*** RECORDED INFORMATION ***

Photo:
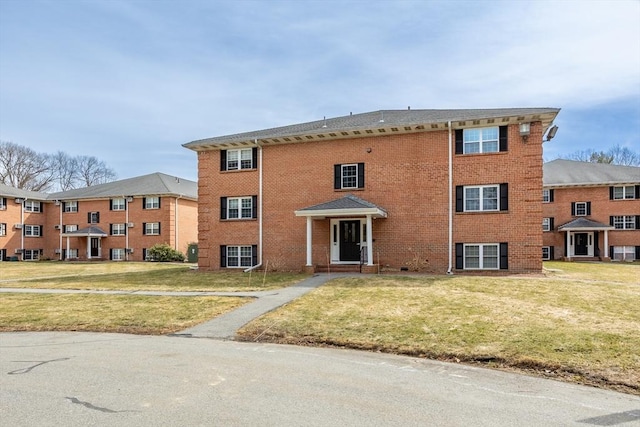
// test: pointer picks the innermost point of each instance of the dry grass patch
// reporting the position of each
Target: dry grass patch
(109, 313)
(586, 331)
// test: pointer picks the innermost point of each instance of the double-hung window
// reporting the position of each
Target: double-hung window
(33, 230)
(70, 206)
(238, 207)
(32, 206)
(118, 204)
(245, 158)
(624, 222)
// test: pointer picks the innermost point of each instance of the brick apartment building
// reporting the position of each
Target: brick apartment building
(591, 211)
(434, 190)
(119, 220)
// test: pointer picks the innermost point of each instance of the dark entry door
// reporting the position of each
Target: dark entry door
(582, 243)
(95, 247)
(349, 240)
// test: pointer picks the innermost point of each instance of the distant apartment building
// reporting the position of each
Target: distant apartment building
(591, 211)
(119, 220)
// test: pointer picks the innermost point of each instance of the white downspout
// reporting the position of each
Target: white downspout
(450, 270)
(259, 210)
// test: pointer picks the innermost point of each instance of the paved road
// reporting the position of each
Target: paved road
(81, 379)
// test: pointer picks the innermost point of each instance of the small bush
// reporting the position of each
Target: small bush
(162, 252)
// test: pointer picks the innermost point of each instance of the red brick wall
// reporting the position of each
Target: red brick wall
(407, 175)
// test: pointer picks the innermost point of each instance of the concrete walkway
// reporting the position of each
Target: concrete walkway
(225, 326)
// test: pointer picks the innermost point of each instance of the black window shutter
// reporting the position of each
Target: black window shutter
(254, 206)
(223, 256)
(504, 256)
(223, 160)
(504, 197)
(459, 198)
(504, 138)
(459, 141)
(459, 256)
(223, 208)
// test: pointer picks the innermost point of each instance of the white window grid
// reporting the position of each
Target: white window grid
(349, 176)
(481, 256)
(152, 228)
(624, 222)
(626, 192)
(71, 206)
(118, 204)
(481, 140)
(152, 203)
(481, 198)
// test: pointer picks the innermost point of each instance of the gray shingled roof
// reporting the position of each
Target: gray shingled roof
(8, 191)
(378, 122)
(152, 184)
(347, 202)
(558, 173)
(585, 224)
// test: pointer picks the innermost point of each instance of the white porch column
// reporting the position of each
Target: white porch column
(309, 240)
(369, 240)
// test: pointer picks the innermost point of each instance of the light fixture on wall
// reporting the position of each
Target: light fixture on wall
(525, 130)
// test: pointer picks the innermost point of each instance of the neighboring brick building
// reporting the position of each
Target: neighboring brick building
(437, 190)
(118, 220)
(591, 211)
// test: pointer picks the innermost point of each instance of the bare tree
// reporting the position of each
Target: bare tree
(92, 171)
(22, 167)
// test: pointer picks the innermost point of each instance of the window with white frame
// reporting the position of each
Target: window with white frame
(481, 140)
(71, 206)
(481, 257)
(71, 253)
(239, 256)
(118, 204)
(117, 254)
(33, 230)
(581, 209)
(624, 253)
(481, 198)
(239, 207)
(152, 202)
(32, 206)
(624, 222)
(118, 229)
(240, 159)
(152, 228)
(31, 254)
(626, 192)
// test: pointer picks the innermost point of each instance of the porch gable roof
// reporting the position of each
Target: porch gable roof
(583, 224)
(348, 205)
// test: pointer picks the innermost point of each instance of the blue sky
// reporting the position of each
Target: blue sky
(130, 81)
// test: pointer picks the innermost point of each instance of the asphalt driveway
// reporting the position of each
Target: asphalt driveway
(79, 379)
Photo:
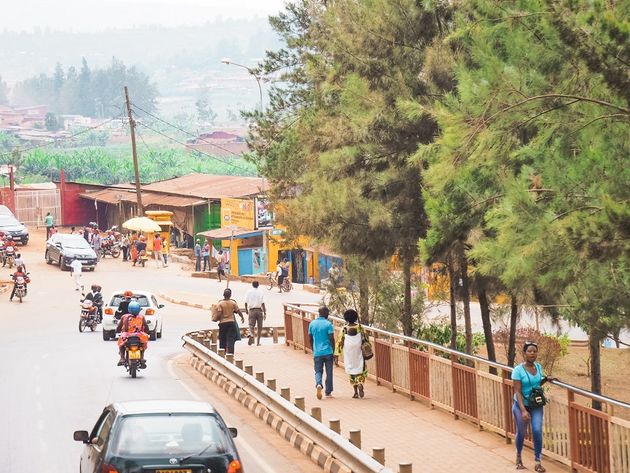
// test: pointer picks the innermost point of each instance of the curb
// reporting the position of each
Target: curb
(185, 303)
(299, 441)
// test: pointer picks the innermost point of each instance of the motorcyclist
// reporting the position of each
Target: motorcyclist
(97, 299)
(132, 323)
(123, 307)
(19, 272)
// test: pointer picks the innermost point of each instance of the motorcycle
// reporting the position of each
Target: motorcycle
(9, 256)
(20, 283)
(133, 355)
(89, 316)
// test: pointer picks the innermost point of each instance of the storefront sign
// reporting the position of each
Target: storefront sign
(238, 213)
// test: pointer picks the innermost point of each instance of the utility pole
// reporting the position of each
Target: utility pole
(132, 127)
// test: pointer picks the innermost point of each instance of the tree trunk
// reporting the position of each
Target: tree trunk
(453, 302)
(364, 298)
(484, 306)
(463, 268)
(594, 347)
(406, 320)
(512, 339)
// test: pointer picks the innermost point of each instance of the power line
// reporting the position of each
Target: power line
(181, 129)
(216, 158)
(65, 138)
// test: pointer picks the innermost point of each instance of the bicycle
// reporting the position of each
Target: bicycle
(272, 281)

***

* [DESCRIPTION OF THE TASK] Write out each entry word for word, images excluded.

* [TASK ANSWER]
Photo:
// test: pointer picks the innermost point of each instance of the dry grass patch
// reporting the position of each
Target: dry grass patch
(109, 313)
(586, 331)
// test: pointer picks the innermost point of each instance of the double-hung window
// reporting the position of each
Target: double-hung window
(33, 230)
(70, 206)
(238, 207)
(32, 206)
(118, 204)
(245, 158)
(624, 222)
// test: pointer picks the innermost point of each instance of the brick apartment building
// reporting the position of each
Target: brick apartment building
(591, 211)
(434, 190)
(119, 220)
// test: pointer picks the innermost point of each instance of the dark entry door
// reporting the position of each
Target: dark entry door
(582, 243)
(95, 247)
(349, 240)
// test: pointer picks the innermost point of each instance of the distant apartment building
// reporting the position of each
Target: distant apartment building
(591, 211)
(119, 220)
// test: pointer picks the innermost point of each instance of the white downspout
// reporting the position of each
Target: white downspout
(450, 270)
(259, 210)
// test: pointer picks the innermost point of each instance of the paved road
// reporting the position of each
Target: paved road
(81, 379)
// test: pointer picks the innermost point of each instance of the small bush
// reporting the position of each
Target: small bush
(162, 252)
// test: pointer picks the innermost point of each instance of the red brick wall
// reporting the position of each
Target: red brick wall
(407, 175)
// test: pointer picks the innermost point of each instance of the concrete walkway
// reporting the position of each
Target: concrete walkway
(225, 326)
// test: pointer picks the innermost point of each instance of the black window shutter
// reporting the position of each
Target: black window shutter
(254, 206)
(223, 256)
(504, 256)
(223, 160)
(504, 197)
(459, 198)
(504, 138)
(459, 141)
(459, 256)
(223, 208)
// test: pointer picks the innermost point of each instance of the white window grid
// reporting the position of each
Target: white window grid
(349, 176)
(481, 256)
(152, 228)
(624, 222)
(626, 192)
(71, 206)
(118, 204)
(481, 140)
(152, 203)
(481, 198)
// test: pointer picks the innermost point of each instance of the gray shingled roof
// reporting the position of each
Target: gray shingled roof
(8, 191)
(378, 122)
(152, 184)
(347, 202)
(558, 173)
(585, 224)
// test: pointer picks the innermost point of each instance of the white porch column
// reporting the position of each
Target: white porch column
(309, 240)
(369, 240)
// test: pointer picks the innermost point of each instance of the light fixture on wall
// reporting the position of each
Target: light fixture on wall
(525, 130)
// test: pointer picks the innermost point of each instance of the neighboring brick building
// reporting the position of each
Target: neighboring brick building
(437, 190)
(118, 220)
(591, 211)
// test: pointer picks the innermost point of each instance of the bare tree
// reporting the position of each
Target: bare tree
(92, 171)
(22, 167)
// test: pointer picks the innermost point of each instance of the window with white frame
// reporting the position of each
Target: window with white frame
(481, 140)
(71, 206)
(481, 257)
(71, 253)
(239, 256)
(118, 204)
(117, 254)
(33, 230)
(581, 209)
(624, 253)
(481, 198)
(239, 207)
(152, 202)
(32, 206)
(624, 222)
(118, 229)
(240, 159)
(152, 228)
(31, 254)
(626, 192)
// test: pointer picks the innermost point of each instance of the porch gable roof
// reporting the position of each
Target: porch gable roof
(583, 224)
(348, 205)
// test: pointer picks the innermost point of each instance of the blue sky
// reporting the position of each
Target: blue sky
(130, 81)
// test: pointer picks the innermost point of each instance of the asphalt driveway
// reporting the position of each
Target: asphalt driveway
(79, 379)
Photo:
// test: pointer picks the innermost point of each instance of the curb
// reporting the position of each
Target: curb
(185, 303)
(299, 441)
// test: pointer picks the innermost point of each instance of the motorcyclist
// reporting the position of each
Target: motorcyclist
(97, 299)
(132, 323)
(123, 307)
(19, 272)
// test: pointer picks the innermost point of each instance of the motorcycle
// reporting the position of each
Target: motorcycle
(9, 256)
(20, 283)
(133, 355)
(89, 316)
// test: pointer picks the innermost point of each instance of the storefront sign
// reporting the position of each
Target: storefront sign
(238, 213)
// test: pointer picks the innermost point of each instance of the utility pole
// reporting the position of each
Target: utility pole
(132, 127)
// test: pointer picks the innermost point of each instance of the tree trunk
// reporting the position of each
Target: tree trunk
(453, 302)
(364, 298)
(484, 306)
(463, 268)
(594, 347)
(406, 320)
(512, 339)
// test: pointer picks the innermost point of each instance of the power line
// reporting the position of each
Target: power line
(181, 129)
(216, 158)
(65, 138)
// test: pointer picks the innermost point of each instance of the bicycle
// reporting the position of each
Target: bicycle
(272, 281)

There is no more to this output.